Input START

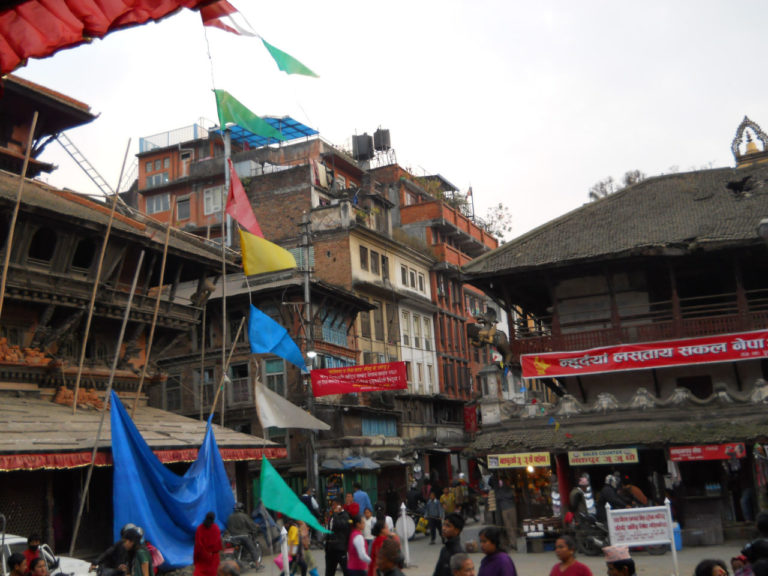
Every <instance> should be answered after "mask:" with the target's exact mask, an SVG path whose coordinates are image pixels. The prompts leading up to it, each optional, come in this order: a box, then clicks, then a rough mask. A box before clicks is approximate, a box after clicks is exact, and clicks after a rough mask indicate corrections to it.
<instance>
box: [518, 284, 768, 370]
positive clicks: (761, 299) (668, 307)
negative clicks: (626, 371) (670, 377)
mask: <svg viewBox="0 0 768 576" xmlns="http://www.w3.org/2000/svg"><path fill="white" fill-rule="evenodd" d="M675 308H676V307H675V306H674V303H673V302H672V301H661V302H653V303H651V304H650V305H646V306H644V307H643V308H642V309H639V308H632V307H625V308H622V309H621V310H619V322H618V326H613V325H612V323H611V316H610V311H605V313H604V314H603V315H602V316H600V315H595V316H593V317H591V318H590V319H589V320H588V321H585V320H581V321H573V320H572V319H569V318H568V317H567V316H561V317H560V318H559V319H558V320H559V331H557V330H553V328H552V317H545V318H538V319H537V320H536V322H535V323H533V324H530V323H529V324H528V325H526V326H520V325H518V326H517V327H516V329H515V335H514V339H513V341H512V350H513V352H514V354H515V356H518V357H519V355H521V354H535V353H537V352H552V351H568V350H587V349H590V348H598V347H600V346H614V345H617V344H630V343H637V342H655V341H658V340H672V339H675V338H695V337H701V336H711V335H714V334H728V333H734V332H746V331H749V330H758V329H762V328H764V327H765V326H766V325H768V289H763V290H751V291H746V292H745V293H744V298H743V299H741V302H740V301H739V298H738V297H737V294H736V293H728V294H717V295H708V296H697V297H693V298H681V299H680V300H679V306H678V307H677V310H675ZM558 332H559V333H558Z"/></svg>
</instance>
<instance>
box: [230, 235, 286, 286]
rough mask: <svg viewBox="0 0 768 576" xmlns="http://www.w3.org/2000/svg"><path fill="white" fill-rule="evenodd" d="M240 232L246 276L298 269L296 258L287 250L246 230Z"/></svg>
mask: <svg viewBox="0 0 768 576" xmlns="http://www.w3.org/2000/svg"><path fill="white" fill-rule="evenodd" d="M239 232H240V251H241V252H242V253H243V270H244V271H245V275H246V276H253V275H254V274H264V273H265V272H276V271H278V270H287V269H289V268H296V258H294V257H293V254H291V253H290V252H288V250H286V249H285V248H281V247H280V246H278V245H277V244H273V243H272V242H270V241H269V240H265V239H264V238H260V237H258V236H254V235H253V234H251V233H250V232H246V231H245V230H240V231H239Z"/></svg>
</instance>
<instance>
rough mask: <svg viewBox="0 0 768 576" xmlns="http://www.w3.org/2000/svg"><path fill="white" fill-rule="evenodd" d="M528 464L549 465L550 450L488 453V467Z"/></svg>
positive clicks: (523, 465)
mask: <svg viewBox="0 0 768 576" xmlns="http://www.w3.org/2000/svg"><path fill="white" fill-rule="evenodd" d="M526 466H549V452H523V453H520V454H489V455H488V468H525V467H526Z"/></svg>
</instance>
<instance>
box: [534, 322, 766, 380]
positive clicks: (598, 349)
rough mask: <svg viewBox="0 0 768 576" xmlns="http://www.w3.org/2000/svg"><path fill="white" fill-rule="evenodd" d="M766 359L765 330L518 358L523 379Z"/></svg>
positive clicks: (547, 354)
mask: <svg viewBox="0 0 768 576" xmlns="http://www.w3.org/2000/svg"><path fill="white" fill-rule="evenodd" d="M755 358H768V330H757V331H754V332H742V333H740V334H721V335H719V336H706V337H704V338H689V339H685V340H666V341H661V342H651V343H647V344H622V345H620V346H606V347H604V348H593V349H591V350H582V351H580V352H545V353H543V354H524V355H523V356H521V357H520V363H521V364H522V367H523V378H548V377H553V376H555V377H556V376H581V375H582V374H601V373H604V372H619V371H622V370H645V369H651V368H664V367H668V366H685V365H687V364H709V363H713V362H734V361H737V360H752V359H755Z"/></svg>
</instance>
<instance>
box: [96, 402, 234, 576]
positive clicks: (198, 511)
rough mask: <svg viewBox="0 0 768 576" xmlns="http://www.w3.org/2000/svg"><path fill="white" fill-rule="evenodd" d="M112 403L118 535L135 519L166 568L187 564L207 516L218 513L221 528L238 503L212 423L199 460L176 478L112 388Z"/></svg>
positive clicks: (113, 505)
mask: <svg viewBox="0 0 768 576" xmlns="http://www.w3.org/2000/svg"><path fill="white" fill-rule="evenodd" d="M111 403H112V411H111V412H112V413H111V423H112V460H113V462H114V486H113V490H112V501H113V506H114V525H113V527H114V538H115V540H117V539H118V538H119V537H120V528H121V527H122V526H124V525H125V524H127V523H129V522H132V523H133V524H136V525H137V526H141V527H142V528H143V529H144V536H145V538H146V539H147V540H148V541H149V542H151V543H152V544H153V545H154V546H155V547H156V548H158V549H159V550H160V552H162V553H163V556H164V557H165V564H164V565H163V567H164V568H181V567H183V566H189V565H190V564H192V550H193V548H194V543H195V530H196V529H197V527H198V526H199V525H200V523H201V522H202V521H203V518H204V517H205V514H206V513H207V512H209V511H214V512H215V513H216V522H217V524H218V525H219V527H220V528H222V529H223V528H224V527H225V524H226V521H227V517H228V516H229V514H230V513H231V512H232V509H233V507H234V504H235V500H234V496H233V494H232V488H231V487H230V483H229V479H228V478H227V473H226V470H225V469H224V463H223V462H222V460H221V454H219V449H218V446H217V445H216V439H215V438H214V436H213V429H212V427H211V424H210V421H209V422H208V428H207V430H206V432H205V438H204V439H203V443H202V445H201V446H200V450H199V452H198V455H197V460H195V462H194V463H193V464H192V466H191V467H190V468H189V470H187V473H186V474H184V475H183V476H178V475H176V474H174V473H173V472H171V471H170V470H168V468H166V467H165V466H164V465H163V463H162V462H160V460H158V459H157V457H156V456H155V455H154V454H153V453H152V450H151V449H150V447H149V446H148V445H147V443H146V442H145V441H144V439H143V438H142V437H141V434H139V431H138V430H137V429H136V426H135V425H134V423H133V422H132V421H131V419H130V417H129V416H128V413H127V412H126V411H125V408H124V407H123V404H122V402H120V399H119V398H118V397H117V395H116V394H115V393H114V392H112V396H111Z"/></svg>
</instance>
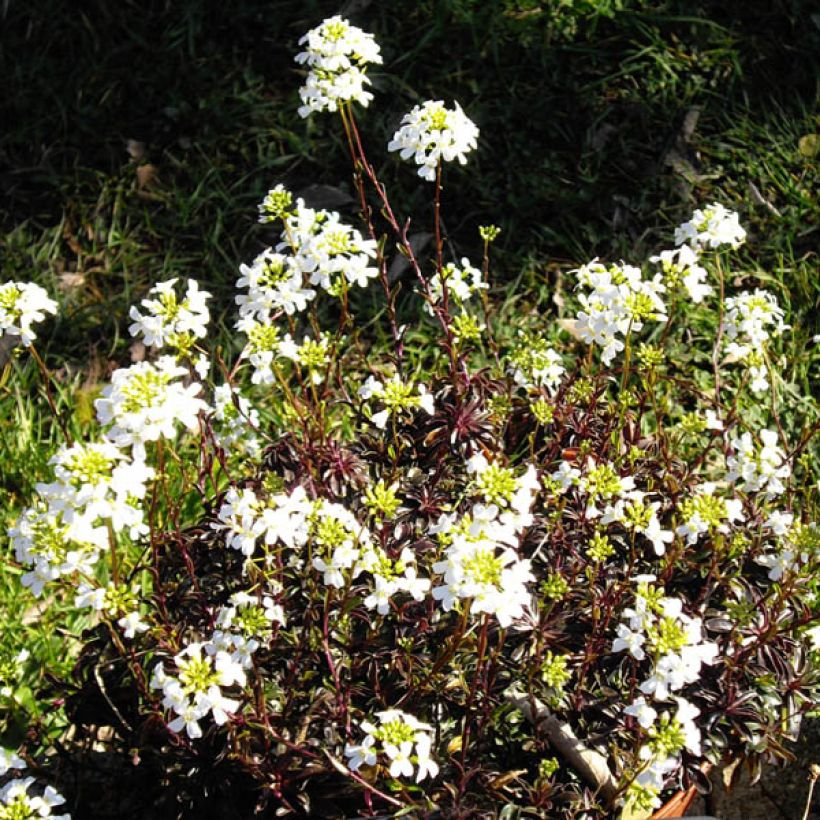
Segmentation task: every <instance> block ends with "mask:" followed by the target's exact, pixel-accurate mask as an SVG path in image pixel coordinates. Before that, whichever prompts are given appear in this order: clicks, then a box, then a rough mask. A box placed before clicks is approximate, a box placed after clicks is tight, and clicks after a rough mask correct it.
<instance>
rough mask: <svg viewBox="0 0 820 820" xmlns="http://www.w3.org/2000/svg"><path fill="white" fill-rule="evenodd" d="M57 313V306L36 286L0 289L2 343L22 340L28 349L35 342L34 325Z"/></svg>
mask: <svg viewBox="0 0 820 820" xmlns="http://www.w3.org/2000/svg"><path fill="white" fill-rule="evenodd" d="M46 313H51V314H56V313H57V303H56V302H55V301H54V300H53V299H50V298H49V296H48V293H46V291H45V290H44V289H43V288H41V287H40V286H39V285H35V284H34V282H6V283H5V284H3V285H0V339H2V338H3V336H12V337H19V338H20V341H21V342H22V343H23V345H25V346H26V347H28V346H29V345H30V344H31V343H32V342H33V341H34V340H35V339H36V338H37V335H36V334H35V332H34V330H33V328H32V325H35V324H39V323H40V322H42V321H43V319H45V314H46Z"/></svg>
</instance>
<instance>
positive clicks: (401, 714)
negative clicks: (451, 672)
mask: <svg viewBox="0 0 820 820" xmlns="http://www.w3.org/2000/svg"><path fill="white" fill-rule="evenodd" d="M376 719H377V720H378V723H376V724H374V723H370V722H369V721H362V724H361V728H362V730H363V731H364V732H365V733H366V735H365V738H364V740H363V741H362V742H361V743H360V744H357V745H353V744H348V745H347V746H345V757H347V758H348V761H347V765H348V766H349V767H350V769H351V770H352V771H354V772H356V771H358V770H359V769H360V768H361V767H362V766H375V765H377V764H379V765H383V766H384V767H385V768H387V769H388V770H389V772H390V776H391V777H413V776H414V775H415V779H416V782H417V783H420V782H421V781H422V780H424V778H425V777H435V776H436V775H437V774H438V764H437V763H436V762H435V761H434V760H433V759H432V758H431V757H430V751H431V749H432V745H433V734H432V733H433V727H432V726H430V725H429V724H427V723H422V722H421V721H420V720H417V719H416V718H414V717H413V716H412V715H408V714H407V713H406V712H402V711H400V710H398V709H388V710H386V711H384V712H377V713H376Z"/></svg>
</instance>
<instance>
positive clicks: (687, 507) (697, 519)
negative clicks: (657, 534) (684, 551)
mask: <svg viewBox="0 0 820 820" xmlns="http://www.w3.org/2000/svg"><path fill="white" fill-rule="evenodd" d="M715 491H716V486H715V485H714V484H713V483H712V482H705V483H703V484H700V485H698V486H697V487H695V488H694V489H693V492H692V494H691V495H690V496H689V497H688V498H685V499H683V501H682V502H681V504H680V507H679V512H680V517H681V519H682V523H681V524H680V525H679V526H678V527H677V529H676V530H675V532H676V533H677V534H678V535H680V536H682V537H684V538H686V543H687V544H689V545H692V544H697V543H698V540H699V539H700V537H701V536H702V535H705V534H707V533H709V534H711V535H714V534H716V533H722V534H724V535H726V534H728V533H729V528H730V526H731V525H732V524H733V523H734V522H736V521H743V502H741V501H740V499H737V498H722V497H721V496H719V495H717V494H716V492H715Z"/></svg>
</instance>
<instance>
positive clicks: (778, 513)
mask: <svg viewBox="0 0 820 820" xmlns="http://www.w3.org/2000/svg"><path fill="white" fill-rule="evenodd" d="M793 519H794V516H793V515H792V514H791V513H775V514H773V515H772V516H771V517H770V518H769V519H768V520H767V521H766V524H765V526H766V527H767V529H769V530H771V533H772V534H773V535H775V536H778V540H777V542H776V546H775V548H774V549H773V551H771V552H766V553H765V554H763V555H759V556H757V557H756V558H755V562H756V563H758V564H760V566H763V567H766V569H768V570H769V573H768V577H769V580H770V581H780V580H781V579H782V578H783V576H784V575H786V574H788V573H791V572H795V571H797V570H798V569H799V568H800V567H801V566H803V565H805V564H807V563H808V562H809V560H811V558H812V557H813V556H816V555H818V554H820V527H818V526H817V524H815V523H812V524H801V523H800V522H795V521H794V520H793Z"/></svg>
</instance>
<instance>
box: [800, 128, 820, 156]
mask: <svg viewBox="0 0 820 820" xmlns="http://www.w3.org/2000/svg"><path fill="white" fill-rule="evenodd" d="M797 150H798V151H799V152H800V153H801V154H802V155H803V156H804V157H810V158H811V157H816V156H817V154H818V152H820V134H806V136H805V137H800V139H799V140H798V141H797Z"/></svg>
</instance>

Input END

> [Prompt] Among the lines above, find the one with "box: [96, 402, 234, 576]" and the one with "403L118 535L135 519L166". Quote both and everything between them, exactly.

> [Your response]
box: [96, 402, 234, 576]
positive clicks: (198, 511)
rough mask: <svg viewBox="0 0 768 576" xmlns="http://www.w3.org/2000/svg"><path fill="white" fill-rule="evenodd" d="M112 403L118 535L135 519L166 568L187 564L207 516L218 513L221 528L238 503L212 423L199 460L176 478L112 388Z"/></svg>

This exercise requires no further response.